(Stored records)

BEGIN

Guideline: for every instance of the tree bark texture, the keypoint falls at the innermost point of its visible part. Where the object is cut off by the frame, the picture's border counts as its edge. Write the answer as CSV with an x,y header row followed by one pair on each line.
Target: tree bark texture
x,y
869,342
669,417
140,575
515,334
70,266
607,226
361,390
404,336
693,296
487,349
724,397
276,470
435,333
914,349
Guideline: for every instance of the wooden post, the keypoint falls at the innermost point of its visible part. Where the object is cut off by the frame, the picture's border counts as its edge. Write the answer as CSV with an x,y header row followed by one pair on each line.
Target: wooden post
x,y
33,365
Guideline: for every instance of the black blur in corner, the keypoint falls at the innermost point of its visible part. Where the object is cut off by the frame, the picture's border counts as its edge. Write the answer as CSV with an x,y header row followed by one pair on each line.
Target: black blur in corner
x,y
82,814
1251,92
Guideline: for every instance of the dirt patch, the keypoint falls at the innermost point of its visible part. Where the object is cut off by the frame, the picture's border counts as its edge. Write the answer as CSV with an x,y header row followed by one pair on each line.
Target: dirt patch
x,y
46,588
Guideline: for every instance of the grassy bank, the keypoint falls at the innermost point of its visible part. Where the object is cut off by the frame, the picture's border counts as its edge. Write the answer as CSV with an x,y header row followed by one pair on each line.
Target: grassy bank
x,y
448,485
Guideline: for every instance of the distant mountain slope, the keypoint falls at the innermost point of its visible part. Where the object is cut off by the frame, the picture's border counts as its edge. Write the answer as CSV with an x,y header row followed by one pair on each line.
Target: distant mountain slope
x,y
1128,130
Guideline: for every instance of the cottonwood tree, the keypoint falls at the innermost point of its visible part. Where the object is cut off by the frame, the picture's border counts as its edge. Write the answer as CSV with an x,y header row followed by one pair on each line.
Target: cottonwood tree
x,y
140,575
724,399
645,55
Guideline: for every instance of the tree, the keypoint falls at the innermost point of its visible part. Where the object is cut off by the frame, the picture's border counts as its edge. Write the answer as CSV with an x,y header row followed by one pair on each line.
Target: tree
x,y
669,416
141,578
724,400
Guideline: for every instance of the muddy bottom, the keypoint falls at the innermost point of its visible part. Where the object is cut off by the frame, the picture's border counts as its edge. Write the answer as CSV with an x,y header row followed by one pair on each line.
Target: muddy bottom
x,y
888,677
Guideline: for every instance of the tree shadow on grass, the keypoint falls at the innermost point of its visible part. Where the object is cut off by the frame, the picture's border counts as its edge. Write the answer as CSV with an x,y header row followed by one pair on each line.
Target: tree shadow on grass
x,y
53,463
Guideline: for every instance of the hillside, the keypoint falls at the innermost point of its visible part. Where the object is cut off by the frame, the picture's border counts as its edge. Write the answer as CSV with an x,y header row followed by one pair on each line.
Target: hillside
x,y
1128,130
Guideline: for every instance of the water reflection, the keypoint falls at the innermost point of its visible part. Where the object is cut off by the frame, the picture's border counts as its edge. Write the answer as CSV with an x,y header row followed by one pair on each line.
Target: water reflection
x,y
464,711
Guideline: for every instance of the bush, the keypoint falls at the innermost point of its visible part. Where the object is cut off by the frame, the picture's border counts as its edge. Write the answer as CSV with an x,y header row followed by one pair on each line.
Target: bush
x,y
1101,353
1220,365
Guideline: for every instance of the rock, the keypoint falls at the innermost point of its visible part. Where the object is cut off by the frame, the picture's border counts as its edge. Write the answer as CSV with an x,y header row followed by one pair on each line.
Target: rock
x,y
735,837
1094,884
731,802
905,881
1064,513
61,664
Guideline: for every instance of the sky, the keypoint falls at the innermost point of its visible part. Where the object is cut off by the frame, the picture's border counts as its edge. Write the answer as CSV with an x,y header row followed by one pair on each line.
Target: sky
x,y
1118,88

END

Exact retyping of every entry is required.

» **RESULT OF THE EXERCISE**:
Guideline: for every instance of the tree bark texture, the keypoint falls at the innermost point of its visible part. Where the object is cut off by the frame, the picture's border counts as its edge. Write the answer as CSV with an x,y header row followed by one pair on each line.
Target: tree bark texture
x,y
869,342
669,417
140,575
515,334
70,266
607,226
361,390
404,336
693,296
487,349
724,397
276,470
435,333
914,349
Guideline: for every instance of the wooden post, the keypoint falls at the innermost point of its visible part. Where the object is cut off by the frame, the picture's border counts as its edge. Write the answer as CSV with an x,y header row followed by one pair on each line.
Target: wooden post
x,y
33,365
Guideline: for every instance of the black blur in corner, the keypoint falls at the innermost point of its visible part. Where the object is cut off by the frame, the picture's border counts as its edge. Write the answer as CSV with an x,y header row followed by one pair on each line.
Target: black blur in corner
x,y
82,814
1251,92
Guideline: for every instance of the dirt patch, the keypoint falls at the innermost point of its visible part. Where the object is cut off by the frame, the picture's border counts as its edge. Write the answer as CSV with an x,y header row followed by one pair on each line.
Target: dirt patch
x,y
46,588
Guideline: for every instance of the grassy bank, the keypoint falls at the innermost point of its visible part. Where the object is cut off by the frame, the picture's border counts as its edge. Write the answer as CSV with an x,y header row followed by one pair on each line.
Target: grassy bank
x,y
448,485
Guideline: for every instance of the distant mountain slope, the keypoint falls at the innermost point of its visible part. Where the object is cut off by the frame, the picture's border counts as its edge. Write the answer as CSV with an x,y header row followed by one pair on each line.
Target: distant mountain slope
x,y
1128,130
Guideline: for every instance of the cottonwood tree, the keypoint falls at the innermost point of its visible part. Where the object is cut off by the frame, the picture's border counts as its edge. Write the answer as CSV with an x,y header row followed by one pair on each line.
Target: cottonwood tree
x,y
140,575
724,399
645,55
Guideline: for every instance of the tree, the keypoint falls at the innermost point of its visible part. Where the object is cut off by the frame, the picture's border counts as its edge. Write the answer as CSV with an x,y header row followed by one pair on each line.
Target: tree
x,y
669,416
141,578
724,400
Guideline: for every instance of the muddy bottom, the keypoint falls at the innermost point of its visible part. Where the object is cut off by the frame, the picture's border counts as its edge. Write the answer as CSV with an x,y header row followed by one pair on each line.
Target: muddy bottom
x,y
888,677
Guideline: for every instance of the tree shadow on grass, the keypoint falls at the innermost point of its visible part. Where the object is cut off by the frame, the picture's border counts as its edge. Write the answer as CSV with an x,y header row followed by one pair on each line.
Target: tree shadow on grass
x,y
53,463
Guideline: for every instance of the hillside, the keypoint falls at the innermost point of its visible part. Where the object is cut off by the frame, the picture's border counts as its edge. Write the answer as CSV with an x,y header row followed by one pair on each line.
Target: hillside
x,y
1128,130
Guideline: for every instance of the water reflection, the keypoint falls at the innermost point of its visible part. Where the object is cut off by the frame, the picture's border counts as its edge. Write the answer as CSV with an x,y header row followed by one pair on each line.
Target: water reflection
x,y
464,711
Guideline: for every instance of the bush, the keypoint falls at the innermost point of its visible part. Where the object is cut off by the frame, the picture's border counts as its edge. Write the answer as CSV with an x,y header row followed by one pair on each line.
Target: bush
x,y
1101,353
1220,365
Guideline: for every instance of the rock, the keypoint falls at the innermost point of its visible part. Where the object is cut off by the frame, the picture's border counts as its edge. Write the answer as CSV with an x,y header row followed by one pair on each line.
Target: rock
x,y
735,837
1094,884
731,802
905,881
1064,513
61,664
Guideline: for every instance of the sky, the keypoint falls at the innermost point of its visible part. Where the object is cut off by the frame, the picture's border counts as its edge. Write the answer as CSV with an x,y header row followed by one pair on each line.
Target: sky
x,y
1118,88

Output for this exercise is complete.